BRANO DI LETTURA >>
====
Giò era un leader della squadra, nella quale il 16enne militava fin da quando era bambino. L’Entella nel giorno dei funerali di Giò, ai quali hanno preso parte migliaia di persona, ha voluto ricordare il suo numero sei con una lettera diramata sul proprio sito ufficiale. “Oggi abbiamo salutato per l’ultima volta il nostro ragazzo“, scrive la società biancoceleste, “Nel corso degli anni è cresciuto in mezzo a noi. Lo abbiamo visto gioire e soffrire, giocare e lottare, generoso e tenace”. All’ultimo saluto erano presenti tantissimi componenti del mondo Entella sia del settore giovanile che della prima squadra. “Resterà nel nostro cuore”, prosegue il club di Chiavari, “Sarà il figlio che rimane sempre con noi, perché i figli di uno sono i figli di tutti. Per questo oggi l’abbraccio più forte e carico d’affetto va ai parenti del giovane”.
====
Voci della raccolta >>
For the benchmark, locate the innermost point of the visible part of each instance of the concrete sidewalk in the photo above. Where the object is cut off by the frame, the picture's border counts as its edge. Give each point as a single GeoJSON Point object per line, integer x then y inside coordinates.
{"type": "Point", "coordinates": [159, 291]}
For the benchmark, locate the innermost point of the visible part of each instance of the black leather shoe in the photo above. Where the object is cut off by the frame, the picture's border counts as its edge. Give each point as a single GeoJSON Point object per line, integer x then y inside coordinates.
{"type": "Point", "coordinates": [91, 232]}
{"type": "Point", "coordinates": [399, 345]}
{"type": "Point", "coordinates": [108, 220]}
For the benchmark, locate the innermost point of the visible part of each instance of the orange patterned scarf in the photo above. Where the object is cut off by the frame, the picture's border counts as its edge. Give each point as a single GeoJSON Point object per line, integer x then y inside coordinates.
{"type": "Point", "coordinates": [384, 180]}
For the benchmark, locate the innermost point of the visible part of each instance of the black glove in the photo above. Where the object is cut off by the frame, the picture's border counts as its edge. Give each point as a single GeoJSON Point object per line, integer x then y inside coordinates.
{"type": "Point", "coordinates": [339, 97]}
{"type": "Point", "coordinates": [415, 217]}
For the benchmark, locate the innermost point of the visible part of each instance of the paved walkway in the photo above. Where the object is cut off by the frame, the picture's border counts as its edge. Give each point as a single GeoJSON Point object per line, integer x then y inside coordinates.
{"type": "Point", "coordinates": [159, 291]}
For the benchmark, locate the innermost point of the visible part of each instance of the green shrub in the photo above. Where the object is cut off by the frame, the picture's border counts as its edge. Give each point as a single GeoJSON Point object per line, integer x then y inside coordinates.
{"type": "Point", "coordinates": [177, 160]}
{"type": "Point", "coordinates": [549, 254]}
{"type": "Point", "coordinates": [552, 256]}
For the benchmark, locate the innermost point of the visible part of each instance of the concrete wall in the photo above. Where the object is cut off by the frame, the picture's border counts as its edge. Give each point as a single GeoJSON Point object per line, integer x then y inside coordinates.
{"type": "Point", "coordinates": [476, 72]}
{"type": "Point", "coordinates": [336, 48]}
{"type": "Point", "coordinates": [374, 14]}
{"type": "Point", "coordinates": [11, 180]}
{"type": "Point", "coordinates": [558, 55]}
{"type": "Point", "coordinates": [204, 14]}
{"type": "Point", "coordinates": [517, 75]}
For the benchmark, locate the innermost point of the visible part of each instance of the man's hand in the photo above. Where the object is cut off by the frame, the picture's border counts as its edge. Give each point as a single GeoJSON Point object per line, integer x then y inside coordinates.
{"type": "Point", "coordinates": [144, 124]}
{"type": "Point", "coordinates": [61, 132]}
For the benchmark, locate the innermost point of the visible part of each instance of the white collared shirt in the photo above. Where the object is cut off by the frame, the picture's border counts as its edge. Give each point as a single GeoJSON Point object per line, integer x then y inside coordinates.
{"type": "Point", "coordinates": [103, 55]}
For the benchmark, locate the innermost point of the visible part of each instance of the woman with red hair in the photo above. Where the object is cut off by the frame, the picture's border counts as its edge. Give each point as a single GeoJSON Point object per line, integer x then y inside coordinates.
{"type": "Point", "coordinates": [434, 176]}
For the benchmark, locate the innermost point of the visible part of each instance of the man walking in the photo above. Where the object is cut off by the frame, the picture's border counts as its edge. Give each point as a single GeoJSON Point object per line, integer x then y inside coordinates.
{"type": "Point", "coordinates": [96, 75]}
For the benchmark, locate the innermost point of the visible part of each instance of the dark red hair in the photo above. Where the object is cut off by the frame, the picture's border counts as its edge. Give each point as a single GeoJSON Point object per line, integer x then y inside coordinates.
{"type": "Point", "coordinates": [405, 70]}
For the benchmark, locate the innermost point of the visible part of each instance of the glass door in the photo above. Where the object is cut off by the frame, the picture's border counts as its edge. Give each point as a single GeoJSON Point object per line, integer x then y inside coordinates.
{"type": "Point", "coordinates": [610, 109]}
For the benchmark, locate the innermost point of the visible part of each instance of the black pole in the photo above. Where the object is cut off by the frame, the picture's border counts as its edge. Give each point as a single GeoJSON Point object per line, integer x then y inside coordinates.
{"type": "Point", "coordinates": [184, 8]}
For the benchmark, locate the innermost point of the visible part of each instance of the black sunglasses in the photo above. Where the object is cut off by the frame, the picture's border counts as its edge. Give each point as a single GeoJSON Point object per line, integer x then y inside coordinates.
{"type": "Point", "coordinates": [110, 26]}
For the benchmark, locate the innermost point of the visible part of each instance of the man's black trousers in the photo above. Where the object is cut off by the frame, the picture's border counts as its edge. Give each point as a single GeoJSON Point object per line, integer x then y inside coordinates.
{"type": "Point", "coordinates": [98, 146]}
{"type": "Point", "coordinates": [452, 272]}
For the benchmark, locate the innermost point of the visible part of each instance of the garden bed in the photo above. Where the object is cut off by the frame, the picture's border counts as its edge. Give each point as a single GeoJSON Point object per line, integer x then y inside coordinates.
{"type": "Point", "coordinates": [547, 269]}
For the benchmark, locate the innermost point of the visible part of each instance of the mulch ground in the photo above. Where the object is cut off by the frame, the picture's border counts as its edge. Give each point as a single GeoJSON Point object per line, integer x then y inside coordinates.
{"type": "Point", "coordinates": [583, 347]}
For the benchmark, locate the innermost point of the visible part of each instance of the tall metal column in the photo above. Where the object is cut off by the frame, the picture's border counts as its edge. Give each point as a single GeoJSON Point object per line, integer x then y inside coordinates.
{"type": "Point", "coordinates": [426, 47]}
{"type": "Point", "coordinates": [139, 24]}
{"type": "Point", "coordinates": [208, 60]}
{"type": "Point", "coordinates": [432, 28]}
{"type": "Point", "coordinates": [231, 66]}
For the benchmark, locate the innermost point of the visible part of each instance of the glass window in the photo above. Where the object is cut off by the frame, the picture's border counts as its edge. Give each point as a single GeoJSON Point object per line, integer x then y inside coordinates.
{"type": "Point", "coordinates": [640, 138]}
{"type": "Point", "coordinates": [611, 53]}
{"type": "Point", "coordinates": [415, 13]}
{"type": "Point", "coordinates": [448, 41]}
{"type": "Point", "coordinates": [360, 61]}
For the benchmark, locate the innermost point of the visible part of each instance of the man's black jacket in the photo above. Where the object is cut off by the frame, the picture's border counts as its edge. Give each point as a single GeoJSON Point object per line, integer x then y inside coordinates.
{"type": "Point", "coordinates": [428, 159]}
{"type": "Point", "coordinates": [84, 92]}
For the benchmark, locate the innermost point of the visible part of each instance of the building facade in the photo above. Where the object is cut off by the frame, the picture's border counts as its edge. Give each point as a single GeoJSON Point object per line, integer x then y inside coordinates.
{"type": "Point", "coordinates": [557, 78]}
====
CONSEGNA >> Riprendi il brano sull'addio dell'Entella a Giò e portalo avanti a partire dalla sua ultima frase.

RISPOSTA >>
Domenica gli under 16 dell’Entella hanno giocato per la prima volta senza Giò. Fuori casa, contro quelli della Pro Vercelli battuti per 2-1. Alla fine del match l’allenatore Fabio Muzio ha voluto ricordare quel suo giocatore, quello che considerava “il più forte” del gruppo: “Discutevamo, col pallone capitava che facesse di testa sua. Era testardo e sensibile, però all’ultimo mi dava ragione. E finivamo per parlare di tutto anche dopo la partita della domenica. Terminavamo alle 11, poi andava con gli amici al Marassi a vedere il Genoa di cui era tifosissimo. No, neanche lontanamente avrei potuto immaginare una tragedia così”.